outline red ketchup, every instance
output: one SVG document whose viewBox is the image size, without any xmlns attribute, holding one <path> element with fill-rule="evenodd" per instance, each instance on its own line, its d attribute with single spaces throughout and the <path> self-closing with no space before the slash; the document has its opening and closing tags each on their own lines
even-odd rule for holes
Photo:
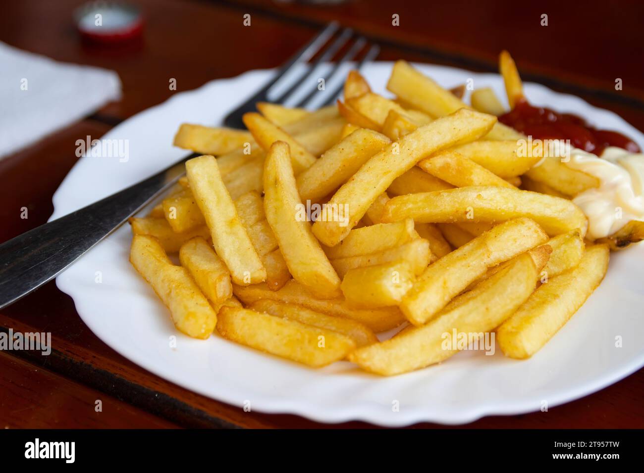
<svg viewBox="0 0 644 473">
<path fill-rule="evenodd" d="M 598 130 L 576 115 L 534 107 L 525 98 L 518 100 L 514 109 L 499 116 L 498 121 L 534 139 L 570 140 L 574 147 L 597 156 L 608 146 L 640 152 L 637 144 L 621 133 Z"/>
</svg>

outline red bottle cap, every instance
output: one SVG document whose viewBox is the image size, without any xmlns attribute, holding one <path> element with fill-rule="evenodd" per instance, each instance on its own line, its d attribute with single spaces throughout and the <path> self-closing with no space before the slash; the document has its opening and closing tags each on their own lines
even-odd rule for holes
<svg viewBox="0 0 644 473">
<path fill-rule="evenodd" d="M 138 6 L 123 2 L 95 1 L 74 12 L 83 38 L 99 42 L 120 42 L 140 36 L 143 17 Z"/>
</svg>

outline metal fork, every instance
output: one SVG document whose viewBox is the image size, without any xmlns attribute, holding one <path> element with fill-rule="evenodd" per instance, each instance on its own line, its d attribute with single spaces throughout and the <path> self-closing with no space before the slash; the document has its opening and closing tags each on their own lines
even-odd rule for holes
<svg viewBox="0 0 644 473">
<path fill-rule="evenodd" d="M 337 23 L 328 24 L 295 55 L 280 68 L 276 76 L 258 91 L 239 108 L 224 120 L 227 126 L 243 127 L 242 115 L 254 109 L 256 102 L 283 103 L 292 97 L 298 84 L 272 100 L 270 89 L 281 83 L 287 73 L 299 68 L 319 53 L 308 72 L 301 74 L 300 83 L 319 70 L 323 63 L 330 60 L 350 41 L 355 39 L 346 53 L 327 75 L 327 80 L 336 76 L 340 66 L 352 60 L 365 45 L 364 38 L 354 38 L 353 32 L 343 29 L 337 38 Z M 331 41 L 328 47 L 323 48 Z M 372 60 L 379 50 L 375 45 L 366 51 L 358 63 L 358 68 Z M 341 84 L 328 91 L 326 103 L 333 102 L 339 93 Z M 317 92 L 317 86 L 297 106 L 307 104 Z M 198 156 L 193 153 L 157 174 L 116 194 L 90 204 L 64 217 L 30 230 L 0 245 L 0 309 L 15 302 L 32 291 L 55 277 L 97 243 L 123 225 L 128 219 L 158 196 L 184 174 L 185 162 Z"/>
</svg>

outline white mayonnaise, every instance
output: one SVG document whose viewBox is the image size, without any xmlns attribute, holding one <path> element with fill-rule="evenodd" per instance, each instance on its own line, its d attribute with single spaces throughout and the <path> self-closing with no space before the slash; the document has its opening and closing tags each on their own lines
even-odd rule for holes
<svg viewBox="0 0 644 473">
<path fill-rule="evenodd" d="M 603 238 L 630 220 L 644 220 L 644 154 L 609 147 L 598 158 L 573 149 L 564 163 L 600 180 L 598 187 L 573 199 L 588 218 L 587 238 Z"/>
</svg>

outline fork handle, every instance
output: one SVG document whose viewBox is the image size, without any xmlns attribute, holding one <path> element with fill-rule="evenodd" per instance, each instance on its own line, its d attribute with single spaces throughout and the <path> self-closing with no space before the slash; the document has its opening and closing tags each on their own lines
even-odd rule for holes
<svg viewBox="0 0 644 473">
<path fill-rule="evenodd" d="M 176 182 L 196 156 L 0 245 L 0 309 L 55 277 Z"/>
</svg>

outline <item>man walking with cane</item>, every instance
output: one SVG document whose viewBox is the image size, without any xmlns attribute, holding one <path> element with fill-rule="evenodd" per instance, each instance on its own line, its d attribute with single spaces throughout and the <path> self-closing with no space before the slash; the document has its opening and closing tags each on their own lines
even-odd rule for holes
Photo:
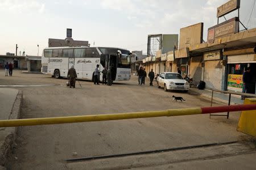
<svg viewBox="0 0 256 170">
<path fill-rule="evenodd" d="M 153 71 L 153 69 L 151 69 L 151 71 L 148 73 L 148 77 L 150 78 L 150 86 L 153 86 L 153 80 L 155 78 L 155 73 Z"/>
</svg>

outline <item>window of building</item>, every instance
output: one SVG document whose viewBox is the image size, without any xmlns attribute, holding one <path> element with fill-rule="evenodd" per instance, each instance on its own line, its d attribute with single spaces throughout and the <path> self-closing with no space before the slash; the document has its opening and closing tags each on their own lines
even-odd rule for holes
<svg viewBox="0 0 256 170">
<path fill-rule="evenodd" d="M 62 49 L 56 49 L 52 50 L 52 57 L 62 57 Z"/>
<path fill-rule="evenodd" d="M 73 49 L 63 49 L 63 57 L 73 57 Z"/>
<path fill-rule="evenodd" d="M 85 55 L 85 48 L 77 48 L 74 49 L 74 57 L 84 58 Z"/>
</svg>

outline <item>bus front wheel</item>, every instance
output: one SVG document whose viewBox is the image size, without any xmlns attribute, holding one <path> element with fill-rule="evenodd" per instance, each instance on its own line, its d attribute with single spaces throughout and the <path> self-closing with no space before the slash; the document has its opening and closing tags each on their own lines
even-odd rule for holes
<svg viewBox="0 0 256 170">
<path fill-rule="evenodd" d="M 56 79 L 59 79 L 60 78 L 60 70 L 55 70 L 54 71 L 53 76 Z"/>
</svg>

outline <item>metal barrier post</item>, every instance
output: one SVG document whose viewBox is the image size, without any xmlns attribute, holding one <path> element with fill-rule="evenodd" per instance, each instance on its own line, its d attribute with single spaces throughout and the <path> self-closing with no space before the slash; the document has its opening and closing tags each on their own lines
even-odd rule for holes
<svg viewBox="0 0 256 170">
<path fill-rule="evenodd" d="M 231 100 L 231 94 L 229 94 L 229 105 L 230 105 L 230 100 Z M 229 119 L 229 112 L 228 112 L 228 114 L 226 115 L 226 119 Z"/>
</svg>

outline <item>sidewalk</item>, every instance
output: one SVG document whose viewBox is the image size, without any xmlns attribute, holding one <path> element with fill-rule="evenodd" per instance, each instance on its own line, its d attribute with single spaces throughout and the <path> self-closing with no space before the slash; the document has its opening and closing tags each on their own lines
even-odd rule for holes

What the exercise asks –
In the records above, locate the line that contains "outline <item>sidewalk</item>, every instance". Repeat it and every line after it, exactly, and nothing else.

In response –
outline <item>sidewalk</item>, every instance
output: one SVG document whose viewBox is the image size, without any xmlns attribute, holding one <path> element with fill-rule="evenodd" per instance, each instance on its own line, its d attribute with single spaces throughout and the <path> self-closing with no space before the slash; the document has its opening and closing tags each on their own lines
even-odd rule for holes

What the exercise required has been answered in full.